■ WORK INSTRUCTION ■
Write the data out in full and word for word. Do not include images.

■ Point localization data ■

------------------------------------------------------------------------

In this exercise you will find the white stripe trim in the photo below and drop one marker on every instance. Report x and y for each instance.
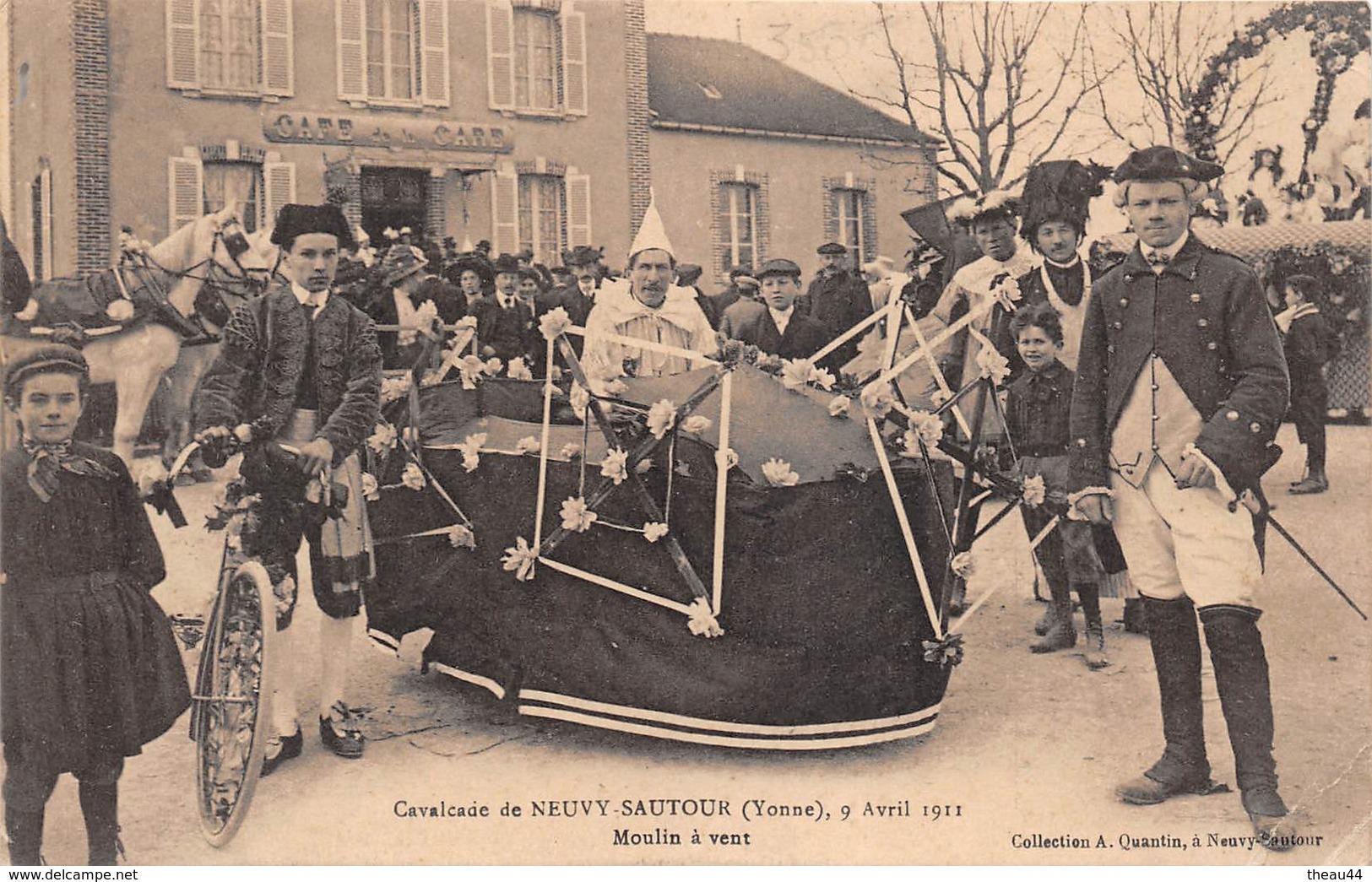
(751, 728)
(729, 741)
(476, 679)
(615, 586)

------------------------------------------------------------------------

■ ANSWER ■
In this exercise you will find the white stripe trim in the photo below and drop one marker on every instance. Report x and y for each instance.
(751, 728)
(729, 741)
(476, 679)
(615, 586)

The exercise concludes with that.